- ACTIVITY
What are the lines, written out exactly, from the one containing "Reviewer note: check that each instance of the forest" to the end of the entries below? Include both ends and nothing more.

(Natural language region descriptions)
##########
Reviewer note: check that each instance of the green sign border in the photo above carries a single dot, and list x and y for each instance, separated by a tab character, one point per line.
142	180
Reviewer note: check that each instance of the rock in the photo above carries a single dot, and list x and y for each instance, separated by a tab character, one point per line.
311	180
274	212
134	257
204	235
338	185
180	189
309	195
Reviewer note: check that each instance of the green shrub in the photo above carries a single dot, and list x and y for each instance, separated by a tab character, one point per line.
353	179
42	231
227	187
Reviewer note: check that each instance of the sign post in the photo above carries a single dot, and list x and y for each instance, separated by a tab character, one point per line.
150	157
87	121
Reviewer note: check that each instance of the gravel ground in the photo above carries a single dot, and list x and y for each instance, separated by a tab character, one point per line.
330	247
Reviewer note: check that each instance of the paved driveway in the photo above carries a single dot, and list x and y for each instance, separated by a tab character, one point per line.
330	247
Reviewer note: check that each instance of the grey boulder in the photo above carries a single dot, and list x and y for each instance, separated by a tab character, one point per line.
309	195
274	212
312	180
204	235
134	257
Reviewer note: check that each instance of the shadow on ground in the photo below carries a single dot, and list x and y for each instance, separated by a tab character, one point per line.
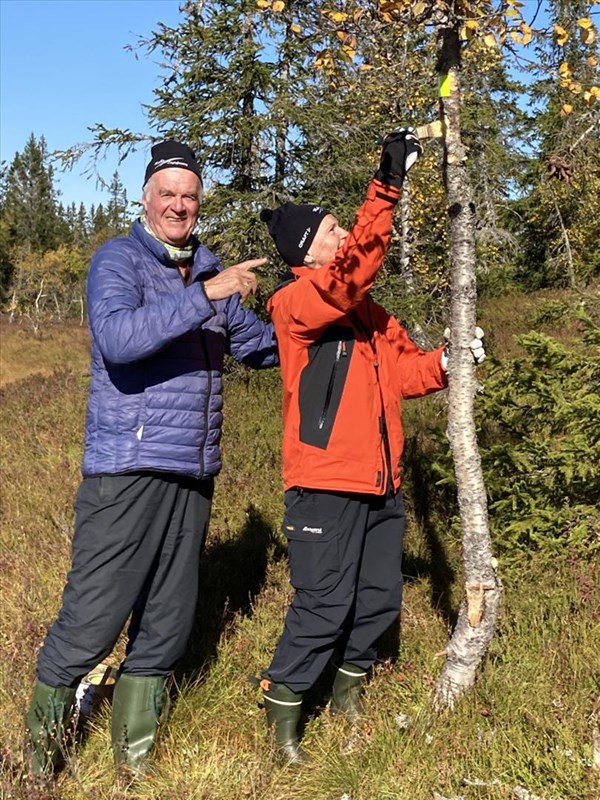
232	575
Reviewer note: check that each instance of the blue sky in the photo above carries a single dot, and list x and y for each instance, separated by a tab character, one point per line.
63	67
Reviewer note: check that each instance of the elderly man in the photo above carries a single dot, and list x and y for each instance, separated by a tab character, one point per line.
346	365
163	312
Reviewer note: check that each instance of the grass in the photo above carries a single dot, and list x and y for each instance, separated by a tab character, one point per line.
528	722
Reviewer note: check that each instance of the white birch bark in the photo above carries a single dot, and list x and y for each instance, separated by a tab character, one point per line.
483	590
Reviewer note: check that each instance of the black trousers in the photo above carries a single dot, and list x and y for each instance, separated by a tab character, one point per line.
136	550
345	555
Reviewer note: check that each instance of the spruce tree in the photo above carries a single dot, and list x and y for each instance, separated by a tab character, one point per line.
30	207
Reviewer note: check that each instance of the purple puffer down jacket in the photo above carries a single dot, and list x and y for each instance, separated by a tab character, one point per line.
155	399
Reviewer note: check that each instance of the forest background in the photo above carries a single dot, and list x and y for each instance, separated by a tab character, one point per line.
288	101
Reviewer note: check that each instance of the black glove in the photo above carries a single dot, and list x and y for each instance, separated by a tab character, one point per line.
400	150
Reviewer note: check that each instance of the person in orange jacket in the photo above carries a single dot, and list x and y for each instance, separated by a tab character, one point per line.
346	366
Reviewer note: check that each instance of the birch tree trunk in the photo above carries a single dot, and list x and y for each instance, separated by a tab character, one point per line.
406	244
479	611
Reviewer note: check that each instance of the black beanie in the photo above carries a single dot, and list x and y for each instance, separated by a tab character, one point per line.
293	228
171	154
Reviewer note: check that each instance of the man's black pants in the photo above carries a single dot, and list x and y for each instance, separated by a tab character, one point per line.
136	549
345	556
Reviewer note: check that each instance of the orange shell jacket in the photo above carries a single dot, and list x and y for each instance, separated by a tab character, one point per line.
##########
- ANSWER TO THE PROBLEM
Reviewer note: check that each instance of the forest background in the photo above carries a single dot, and list x and y for each instance, separated by a tab character, one point per line.
288	101
Reviewer note: check that each instance of the black glove in the photo above carries a single dot, and list x and y for each instance, separated by a tab character, one point per line.
400	150
Reviewer note: check that each instance of the person in orange jacket in the photo above carries a single dot, and list x and y for each instance, separated by a tab character, one point per line.
346	366
Reviewer note: check that each instance of the birch tree trunk in the photo above carries a single dot, and list x and y for each instance, separated by a tab character, one point per line.
406	244
479	611
Reviewer note: check that each instance of the black beanie in the photo above carries a single dot, and list x and y for each instance, separated by a tab character, one point per line.
293	228
171	154
Reviewer note: check that each instance of the man's black pants in the photo above carries a single dot, and list x and y for each instance, separated by a tab character, one point per line.
136	549
345	556
Reviewer note: check that each instance of the orange shell jacket in the photo above carries a single dot, and list x and y for each instance, separated by a tab character, one point per line.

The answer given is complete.